--- Section du document ---
++++++++++++++++++++
Ce qui importe donc à l’heure actuelle, c’est une réforme radicale de notre agriculture. Il faut prêcher l’abandon des méthodes extensives qui demandent de larges espaces et beaucoup de main d’œuvre, pour leur substituer les méthodes intensives. Tout le monde y gagnera.

Mais c’est une révolution que vous proposez ? Non pas, mais simplement une évolution qui nous parait relativement facile dans les circonstances présentes.

D’abord il n’est pas nécessaire de faire vite, pressés que nous pourrions être d’enrayer une émigration en masse. Il n’y en aura pas de sitôt comme dans le passé. De nouveaux débouchés se font en ce moment pour le surplus de la population. Les chemins de fer qui se construisent vont absorber la masse des colons qui va s’abattre sur les belles terres qui s’ouvrent.

Le plus considérable, le Grand Tronc Pacifique, nous arrive de l’Ouest par l’Abbitibi et le St-Maurice. Il y a là, dit-on, une immense étendue de terre des plus fertiles. Rendu à Québec il franchit le Saint-Laurent, s’élève sur les hauteurs de Lévis, jusqu’au milieu des comtés de Dorchester et de Bellechasse, et de là, à peu près à mi-chemin entre le fleuve et la frontière, se dirige vers les provinces maritimes, traversant une région, montagneuse il est vrai, mais bordée de belles paroisses agricoles privées jusqu’à ce jour de communications faciles.

Le Québec Central à son tour, prenant en écharpe le haut du comté de Beauce, pénètre dans Bellechasse et longe la frontière jusqu’au lac Témiscouata, ouvrant à la colonisation les superbes plateaux des Alleghanies.

Le pays traversé par ces deux voies nouvelles n’est que le prolongement des Cantons de l’Est, il en a le caractère topographique et climatérique, il en aura sans doute la prospérité.

Voilà de la terre. Si le marchand de bois y est déjà installé en maître, ce n’est pas pour longtemps, le chemin de fer ne tardera pas à venger le colon évincé ou tenu à distance.

Pendant que ces pays nouveaux absorberont une jeunesse nombreuse, on peut travailler à la réforme de l’agriculture, et préparer ainsi de la terre disponible pour le jour où les nouvelles colonies auront tout absorbé.
++++++++++++++++++++
--- Extrait des données ---
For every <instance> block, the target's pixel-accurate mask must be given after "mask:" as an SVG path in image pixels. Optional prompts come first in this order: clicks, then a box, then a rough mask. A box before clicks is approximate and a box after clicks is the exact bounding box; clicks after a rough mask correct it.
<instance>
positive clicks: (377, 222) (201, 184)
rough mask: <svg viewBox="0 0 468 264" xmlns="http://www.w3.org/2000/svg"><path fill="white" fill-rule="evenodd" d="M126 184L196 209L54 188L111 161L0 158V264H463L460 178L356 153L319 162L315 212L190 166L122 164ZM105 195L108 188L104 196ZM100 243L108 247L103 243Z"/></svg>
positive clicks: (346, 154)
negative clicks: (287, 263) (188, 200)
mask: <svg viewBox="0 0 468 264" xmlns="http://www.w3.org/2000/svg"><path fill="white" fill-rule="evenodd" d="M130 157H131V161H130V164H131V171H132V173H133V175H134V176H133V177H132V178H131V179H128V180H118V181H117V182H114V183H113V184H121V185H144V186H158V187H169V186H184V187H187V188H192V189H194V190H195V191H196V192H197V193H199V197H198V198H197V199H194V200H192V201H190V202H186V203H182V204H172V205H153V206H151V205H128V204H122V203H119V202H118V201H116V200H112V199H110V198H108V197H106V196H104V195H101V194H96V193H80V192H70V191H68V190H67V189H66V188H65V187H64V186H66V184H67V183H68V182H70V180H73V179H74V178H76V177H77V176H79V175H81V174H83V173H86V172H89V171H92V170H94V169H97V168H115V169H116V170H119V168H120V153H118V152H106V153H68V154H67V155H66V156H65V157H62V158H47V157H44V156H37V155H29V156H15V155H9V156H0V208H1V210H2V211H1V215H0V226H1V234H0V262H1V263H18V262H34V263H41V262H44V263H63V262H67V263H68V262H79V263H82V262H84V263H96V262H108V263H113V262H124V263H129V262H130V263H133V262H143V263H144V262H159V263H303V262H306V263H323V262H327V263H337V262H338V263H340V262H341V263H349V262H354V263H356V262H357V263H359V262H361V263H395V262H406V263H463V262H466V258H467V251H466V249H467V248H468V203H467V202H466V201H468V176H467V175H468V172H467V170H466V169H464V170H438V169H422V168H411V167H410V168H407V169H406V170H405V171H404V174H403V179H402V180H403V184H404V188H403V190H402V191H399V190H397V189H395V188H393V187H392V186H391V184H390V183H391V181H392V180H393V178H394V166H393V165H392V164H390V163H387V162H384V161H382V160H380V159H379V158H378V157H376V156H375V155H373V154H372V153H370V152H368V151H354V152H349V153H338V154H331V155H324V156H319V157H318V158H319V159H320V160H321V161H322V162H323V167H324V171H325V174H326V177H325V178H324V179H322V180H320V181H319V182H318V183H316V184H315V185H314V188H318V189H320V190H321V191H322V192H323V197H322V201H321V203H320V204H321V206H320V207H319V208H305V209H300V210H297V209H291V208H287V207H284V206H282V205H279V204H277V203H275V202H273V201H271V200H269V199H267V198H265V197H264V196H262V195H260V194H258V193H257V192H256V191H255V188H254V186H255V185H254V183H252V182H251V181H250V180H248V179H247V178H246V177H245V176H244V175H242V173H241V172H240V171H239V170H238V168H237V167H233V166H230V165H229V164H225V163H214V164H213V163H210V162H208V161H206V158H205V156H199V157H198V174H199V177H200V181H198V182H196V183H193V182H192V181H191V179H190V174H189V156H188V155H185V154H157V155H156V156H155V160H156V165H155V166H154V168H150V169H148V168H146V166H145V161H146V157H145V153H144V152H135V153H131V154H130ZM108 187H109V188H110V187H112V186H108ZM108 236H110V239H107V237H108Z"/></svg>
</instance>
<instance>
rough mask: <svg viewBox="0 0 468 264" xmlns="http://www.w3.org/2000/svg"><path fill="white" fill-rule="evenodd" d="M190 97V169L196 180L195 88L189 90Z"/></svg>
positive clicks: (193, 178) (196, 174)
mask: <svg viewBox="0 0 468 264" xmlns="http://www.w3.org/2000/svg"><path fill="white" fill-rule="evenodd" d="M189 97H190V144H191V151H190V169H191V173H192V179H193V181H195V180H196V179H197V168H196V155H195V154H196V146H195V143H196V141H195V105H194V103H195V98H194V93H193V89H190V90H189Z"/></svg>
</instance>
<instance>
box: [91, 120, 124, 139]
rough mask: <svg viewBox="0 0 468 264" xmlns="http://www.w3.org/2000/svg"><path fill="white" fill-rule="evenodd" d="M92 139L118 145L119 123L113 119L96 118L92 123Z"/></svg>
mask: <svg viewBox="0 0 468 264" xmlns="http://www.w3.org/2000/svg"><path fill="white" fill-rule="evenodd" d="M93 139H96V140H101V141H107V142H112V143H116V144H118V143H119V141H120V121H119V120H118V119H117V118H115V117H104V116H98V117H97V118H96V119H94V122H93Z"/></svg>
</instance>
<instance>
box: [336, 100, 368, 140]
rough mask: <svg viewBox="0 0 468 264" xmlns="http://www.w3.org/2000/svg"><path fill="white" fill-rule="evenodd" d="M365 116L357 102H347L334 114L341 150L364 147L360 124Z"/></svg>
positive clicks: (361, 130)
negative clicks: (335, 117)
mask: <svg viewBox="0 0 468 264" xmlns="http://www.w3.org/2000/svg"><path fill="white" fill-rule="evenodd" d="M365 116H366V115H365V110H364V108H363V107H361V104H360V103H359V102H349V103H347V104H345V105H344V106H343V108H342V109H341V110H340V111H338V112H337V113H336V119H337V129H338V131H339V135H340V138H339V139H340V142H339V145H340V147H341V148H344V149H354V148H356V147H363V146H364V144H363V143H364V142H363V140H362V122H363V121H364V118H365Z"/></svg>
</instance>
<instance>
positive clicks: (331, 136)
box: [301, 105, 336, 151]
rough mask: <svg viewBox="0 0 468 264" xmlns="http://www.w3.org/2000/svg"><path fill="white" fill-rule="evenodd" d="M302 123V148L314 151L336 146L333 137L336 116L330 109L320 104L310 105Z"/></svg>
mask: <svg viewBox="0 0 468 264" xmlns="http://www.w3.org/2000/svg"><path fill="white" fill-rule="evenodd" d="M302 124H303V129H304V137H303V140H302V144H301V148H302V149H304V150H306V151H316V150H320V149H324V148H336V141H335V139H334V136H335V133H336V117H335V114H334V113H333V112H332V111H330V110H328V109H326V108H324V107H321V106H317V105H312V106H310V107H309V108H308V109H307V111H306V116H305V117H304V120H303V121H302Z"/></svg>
++++++++++++++++++++
--- Exercices à traiter ---
[a] Répondez aux questions suivantes sur le texte consacré à la réforme de l'agriculture.
(i) Par quelles méthodes faut-il remplacer les méthodes extensives ?
(ii) Par quelles régions le Grand Tronc Pacifique arrive-t-il de l'Ouest ?
(iii) Jusqu'à quel lac le Québec Central longe-t-il la frontière ?
[b] Poursuivez le texte consacré à la réforme de l'agriculture après sa dernière phrase.

--- Réponses par exercice ---
[a]
(i) Par les méthodes intensives.
(ii) Par l'Abbitibi et le St-Maurice.
(iii) Jusqu'au lac Témiscouata.

[b]
Mais voici une autre difficulté, c’est qu’il faut compter avec l’inertie des gens de campagne. Oh ! mais non. Nous n’en croyons rien, le cultivateur canadien ne sera pas un obstacle à la réforme, au contraire. Il est vrai qu’à la campagne on n’aime pas beaucoup la nouveauté, que l’évolution y est toujours très lente et très prudente. Et, c’est très bien cela, c’est une base solide pour fonder des choses durables. Mais, d’un autre côté, le cultivateur canadien est un homme avisé, il a l’œil ouvert, et quand il voit son intérêt dans une affaire il n’hésite pas. Nous l’avons bien vu dans l’établissement de l’industrie laitière. Avec quelle rapidité elle a pénétré partout le jour où ses avantages ont été connus !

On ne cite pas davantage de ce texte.